═══ DATASET EXTRACT ═══

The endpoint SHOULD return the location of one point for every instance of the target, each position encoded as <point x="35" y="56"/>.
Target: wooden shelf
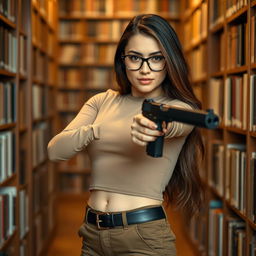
<point x="238" y="14"/>
<point x="7" y="22"/>
<point x="221" y="52"/>
<point x="6" y="73"/>
<point x="22" y="132"/>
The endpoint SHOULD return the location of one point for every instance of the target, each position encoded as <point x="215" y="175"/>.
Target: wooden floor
<point x="70" y="213"/>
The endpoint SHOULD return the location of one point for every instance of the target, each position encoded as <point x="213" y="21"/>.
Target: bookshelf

═══

- THE REQUEST -
Rewrite all of the material above, requests included, multiplying every x and y coordinate in the answer points by 0.95 and rounding to whole numbers, with halves rounded up. Leave the sample coordinates inside the requests unchanged and leave out the pictures.

- THE RESPONSE -
The endpoint SHOULD return the location of one point for every instance of the target, each position encoded as <point x="35" y="56"/>.
Target: wooden shelf
<point x="226" y="13"/>
<point x="7" y="21"/>
<point x="210" y="49"/>
<point x="6" y="69"/>
<point x="21" y="125"/>
The endpoint SHOULD return the location of one point for every instance of the target, each position encoded as <point x="215" y="175"/>.
Target: wooden floor
<point x="67" y="202"/>
The endpoint SHOULD return the location of one point for every instance of the target, each position encoded as <point x="213" y="21"/>.
Target: bookshelf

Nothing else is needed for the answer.